The task
Copy out the full data exactly as given; pictures should not be included.
━━━ Data
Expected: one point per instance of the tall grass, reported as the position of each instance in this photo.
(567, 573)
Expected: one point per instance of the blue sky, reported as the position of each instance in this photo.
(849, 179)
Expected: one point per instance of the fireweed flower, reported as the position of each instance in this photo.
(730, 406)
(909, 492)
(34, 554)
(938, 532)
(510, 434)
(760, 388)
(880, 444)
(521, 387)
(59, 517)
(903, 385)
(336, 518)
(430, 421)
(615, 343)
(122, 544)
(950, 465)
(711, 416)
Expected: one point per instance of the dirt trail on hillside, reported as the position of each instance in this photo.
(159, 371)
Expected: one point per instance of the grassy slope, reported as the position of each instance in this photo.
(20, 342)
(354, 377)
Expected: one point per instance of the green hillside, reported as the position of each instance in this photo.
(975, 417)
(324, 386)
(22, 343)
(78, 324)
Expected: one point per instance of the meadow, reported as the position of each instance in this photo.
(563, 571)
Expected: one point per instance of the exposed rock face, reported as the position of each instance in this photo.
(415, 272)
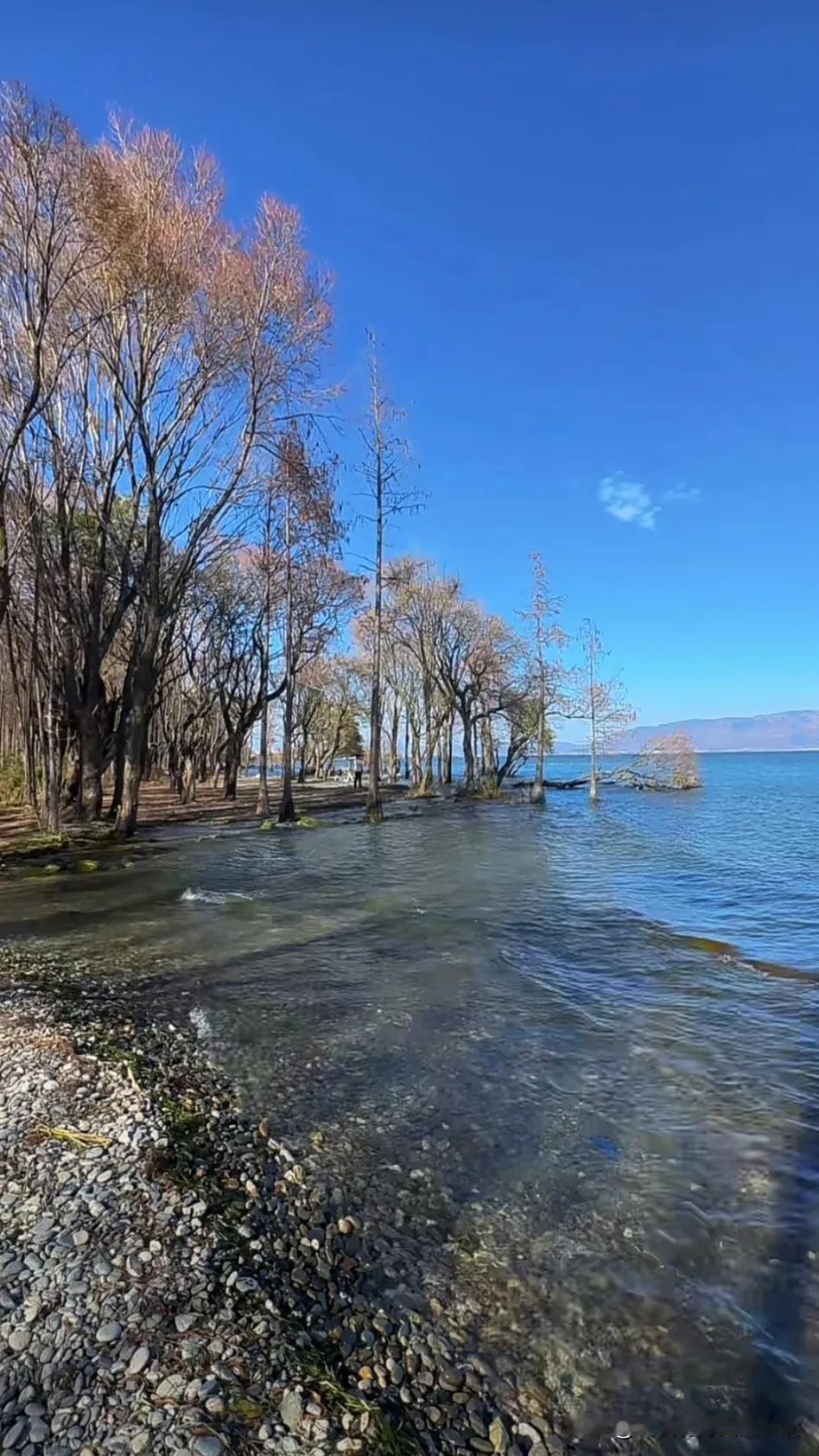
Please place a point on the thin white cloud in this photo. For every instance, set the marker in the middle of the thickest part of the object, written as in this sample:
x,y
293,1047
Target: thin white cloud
x,y
684,494
629,501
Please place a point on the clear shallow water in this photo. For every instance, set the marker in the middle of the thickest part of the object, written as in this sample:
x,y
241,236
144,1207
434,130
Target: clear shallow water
x,y
616,1130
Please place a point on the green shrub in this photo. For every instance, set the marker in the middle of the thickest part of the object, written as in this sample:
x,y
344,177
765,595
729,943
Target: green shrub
x,y
12,779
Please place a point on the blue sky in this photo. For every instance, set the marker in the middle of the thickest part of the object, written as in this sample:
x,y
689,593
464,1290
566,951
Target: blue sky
x,y
589,239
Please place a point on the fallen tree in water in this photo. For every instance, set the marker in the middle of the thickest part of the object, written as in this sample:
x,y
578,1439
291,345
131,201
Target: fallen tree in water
x,y
667,765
━━━━━━
Reply
Expected: one point per instance of the tall grass, reported as the position of each instance in this photo.
(567, 573)
Expected: one point per instance of the blue sky, reported as the position of each instance in this photo.
(849, 179)
Expected: one point per instance of the fireweed flower, reported as the position of each instance in this photo.
(730, 406)
(909, 492)
(34, 554)
(938, 532)
(510, 434)
(760, 388)
(880, 444)
(521, 387)
(59, 517)
(903, 385)
(336, 518)
(430, 421)
(615, 343)
(122, 544)
(950, 465)
(711, 416)
Expected: one point per instance of the dirt trail on hillside, reported as the position of each instance in this photo.
(159, 371)
Expected: one point per instance of the grassy slope, reported as the position of each instance in this photo.
(20, 342)
(354, 377)
Expected: one point per instance of the green hillside, reported as the position of each instance in this photo.
(975, 417)
(324, 386)
(22, 343)
(78, 324)
Expected: one point per instance of the meadow, reported as the position of each instance in this photo.
(563, 571)
Expected: one point per instance of the exposed rock face, reported as the position of each instance in this photo.
(415, 272)
Please place a point on the thin white cloud in this photo. For every instance, set the marker in the middle of the thickest part of the object, written as in this sample:
x,y
293,1047
Target: thin white cloud
x,y
684,494
629,501
Please place a point on the clear shallow water in this photo. For every instance, set the marker in the middle of the thickest part of the object, written as in this sample:
x,y
241,236
144,1207
434,130
Target: clear shallow water
x,y
616,1130
Please place a point on the green shrub in this photo. For every instance, set the marker in the middle of the thickest part of the object, written as in this sample:
x,y
344,177
765,595
729,943
Target: green shrub
x,y
12,779
Please place a point on the blue sky in this photo. For every instance, set the marker in the middle of the thickest part of the object, written as in this sample:
x,y
689,593
464,1290
566,951
Target: blue sky
x,y
589,239
Please place a point on the fallen tree in water in this photo. For every instance, set the marker in the middle of the thickest part of the object, written as in this sample:
x,y
578,1439
291,345
131,201
Target: fallen tree in water
x,y
667,765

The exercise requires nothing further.